Nel loro attacco, gli studios omettono però un dettaglio rivelatore: decine di utenti Midjourney risultano avere email aziendali di Disney e Universal. Un dettaglio apparentemente banale, ma che mette a nudo l’ipocrisia sistemica dell’industria. Come dire: condanniamo pubblicamente ciò che usiamo in privato. Non bastasse, Midjourney è anche uno strumento largamente utilizzato dagli stessi studi per prototipare scenografie, sviluppare concept visivi e persino testare alternative narrative. Il serpente si morde la coda, ma pretende di farlo con stile legale.

Nel frattempo, il mercato globale osserva. L’India, ad esempio, non sta a guardare: la casa di produzione Eros ha annunciato una nuova versione AI-modificata del film “Raanjhanaa” con un finale riscritto e senza il consenso del regista originale. Traduzione: l’AI entra prepotentemente in sala montaggio, e lo fa bypassando ogni logica autoriale. Un precedente che inquieta perfino i più entusiasti promotori della tecnologia.

La Silicon Valley, dal canto suo, continua a giocare sul filo del trasformativo. Cita sentenze recenti che considerano l’addestramento AI come fair use trasformativo, lo stesso principio usato per difendere Google Books o il data mining accademico. Ma è una difesa che inizia a scricchiolare sotto il peso dei contenuti audiovisivi, molto più viscerali e riconoscibili di un paragrafo di testo. Un supereroe generato da AI, anche se “trasformato”, è pur sempre un simbolo culturale da miliardi di dollari.

Bob Iger, CEO di Disney, ha definito l’AI “uno strumento inestimabile per gli artisti”. Una dichiarazione affascinante che Midjourney ha immediatamente citato a sua difesa. Ma dietro ogni parola si nasconde un paradosso: l’industria che sfrutta la potenza creativa dell’intelligenza artificiale vuole al contempo escludere i propri contenuti dal suo apprendimento. Come se si potesse alimentare una bestia senza darle da mangiare.

● RIGHE FORNITE:
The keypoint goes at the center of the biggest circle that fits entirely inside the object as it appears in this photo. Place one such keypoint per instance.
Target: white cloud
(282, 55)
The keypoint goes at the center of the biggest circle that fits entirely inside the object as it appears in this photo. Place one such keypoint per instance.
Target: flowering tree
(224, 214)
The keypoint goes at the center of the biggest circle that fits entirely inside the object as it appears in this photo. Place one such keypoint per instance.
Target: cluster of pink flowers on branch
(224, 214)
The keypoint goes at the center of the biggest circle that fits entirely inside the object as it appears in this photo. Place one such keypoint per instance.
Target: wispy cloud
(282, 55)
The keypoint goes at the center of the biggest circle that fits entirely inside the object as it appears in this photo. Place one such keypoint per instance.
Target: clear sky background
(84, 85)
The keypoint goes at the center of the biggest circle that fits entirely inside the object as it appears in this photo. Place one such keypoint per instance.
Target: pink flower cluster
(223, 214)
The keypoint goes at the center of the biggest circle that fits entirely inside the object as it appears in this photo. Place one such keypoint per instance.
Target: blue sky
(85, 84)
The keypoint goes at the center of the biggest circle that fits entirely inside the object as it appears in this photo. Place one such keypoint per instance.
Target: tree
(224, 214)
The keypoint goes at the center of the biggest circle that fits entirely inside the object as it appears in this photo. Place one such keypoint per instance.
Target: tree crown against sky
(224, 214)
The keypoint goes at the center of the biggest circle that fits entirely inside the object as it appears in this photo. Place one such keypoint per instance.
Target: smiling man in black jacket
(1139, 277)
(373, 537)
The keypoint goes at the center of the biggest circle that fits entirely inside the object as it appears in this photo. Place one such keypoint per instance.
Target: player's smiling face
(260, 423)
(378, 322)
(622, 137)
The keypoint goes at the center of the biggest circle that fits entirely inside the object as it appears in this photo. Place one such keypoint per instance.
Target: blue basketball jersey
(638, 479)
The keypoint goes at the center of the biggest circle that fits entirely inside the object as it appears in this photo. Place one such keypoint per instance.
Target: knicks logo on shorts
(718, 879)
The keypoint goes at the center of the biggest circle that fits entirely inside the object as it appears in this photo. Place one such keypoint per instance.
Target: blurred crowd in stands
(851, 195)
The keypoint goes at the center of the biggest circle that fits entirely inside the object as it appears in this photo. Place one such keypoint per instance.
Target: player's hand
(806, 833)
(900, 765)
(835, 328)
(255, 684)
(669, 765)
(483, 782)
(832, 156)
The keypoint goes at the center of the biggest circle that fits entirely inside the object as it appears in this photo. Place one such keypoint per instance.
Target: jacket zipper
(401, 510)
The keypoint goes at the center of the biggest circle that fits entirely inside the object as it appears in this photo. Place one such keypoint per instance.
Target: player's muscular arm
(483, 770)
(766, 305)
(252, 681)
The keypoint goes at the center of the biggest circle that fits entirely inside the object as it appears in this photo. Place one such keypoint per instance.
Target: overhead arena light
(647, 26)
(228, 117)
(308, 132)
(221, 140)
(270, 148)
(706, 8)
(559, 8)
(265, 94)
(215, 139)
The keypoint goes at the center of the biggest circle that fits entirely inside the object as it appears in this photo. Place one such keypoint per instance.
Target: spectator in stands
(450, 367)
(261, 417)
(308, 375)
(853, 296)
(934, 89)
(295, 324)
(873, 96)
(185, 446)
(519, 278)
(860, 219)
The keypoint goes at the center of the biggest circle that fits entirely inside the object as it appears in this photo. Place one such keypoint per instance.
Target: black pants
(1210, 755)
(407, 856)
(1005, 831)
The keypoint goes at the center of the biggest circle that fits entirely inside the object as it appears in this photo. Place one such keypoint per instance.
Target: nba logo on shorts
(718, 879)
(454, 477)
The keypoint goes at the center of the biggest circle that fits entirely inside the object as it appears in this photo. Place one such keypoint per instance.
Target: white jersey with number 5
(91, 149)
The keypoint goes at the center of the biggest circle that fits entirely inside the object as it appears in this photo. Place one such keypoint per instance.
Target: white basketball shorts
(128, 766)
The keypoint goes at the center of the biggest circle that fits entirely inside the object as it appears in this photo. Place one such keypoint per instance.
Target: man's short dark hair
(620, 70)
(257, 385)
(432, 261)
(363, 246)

● CONSEGNE:
(a) Riprendi il brano su Midjourney e gli studios da "La Silicon Valley, dal" fino a "miliardi di dollari." compreso, scambiando "supereroe" con "personaggio".
(b) Rispondi a queste domande basandoti sul brano su Midjourney e gli studios.
(i) Quale casa di produzione ha annunciato una nuova versione AI-modificata del film "Raanjhanaa"?
(ii) Chi è il CEO di Disney nominato nel brano?
(iii) Quali due casi vengono citati come esempi del principio del fair use trasformativo?
(c) Completa il brano su Midjourney e gli studios scrivendone il seguito, a partire da dove termina.
Le righe non hanno alcun legame con il brano.

● RISPOSTE PER CONSEGNA:
(a)
La Silicon Valley, dal canto suo, continua a giocare sul filo del trasformativo. Cita sentenze recenti che considerano l’addestramento AI come fair use trasformativo, lo stesso principio usato per difendere Google Books o il data mining accademico. Ma è una difesa che inizia a scricchiolare sotto il peso dei contenuti audiovisivi, molto più viscerali e riconoscibili di un paragrafo di testo. Un personaggio generato da AI, anche se “trasformato”, è pur sempre un simbolo culturale da miliardi di dollari.

(b)
(i) La casa di produzione Eros.
(ii) Bob Iger.
(iii) Google Books e il data mining accademico.

(c)
Le implicazioni di questa diatriba vanno ben oltre i confini legali. Si tratta di una ridefinizione ontologica del concetto stesso di originalità. Se un’AI genera un’immagine che “assomiglia” a qualcosa già esistente, si tratta di plagio o di emergenza statistica? Se milioni di immagini pubbliche sono accessibili online, chi può davvero impedirne l’uso da parte di un sistema automatico? Il principio della scarsità creativa sta crollando sotto il peso della molteplicità algoritmica.

Il rischio concreto è che, nel tentativo di blindare il copyright, Hollywood finisca per castrare l’innovazione. O peggio, per alimentare una forma di creatività elitista, dove solo i grandi player possono accedere a modelli generativi addestrati su dataset completi. Una sorta di AI a due velocità: quella per le major, iperprotetta e chiusa, e quella per gli indipendenti, affamata e zoppa. Non è esattamente la democratizzazione che ci era stata promessa.

Nel frattempo Netflix si diverte. Ha usato l’AI generativa per velocizzare la scena di un crollo in una serie argentina, “The Eternaut”, dimostrando che l’automazione non è solo utile ma essenziale in una produzione moderna. Ecco allora la beffa: mentre le aule dei tribunali si affollano di cause, i set si popolano di algoritmi. L’AI non aspetta l’autorizzazione legale, semplicemente lavora.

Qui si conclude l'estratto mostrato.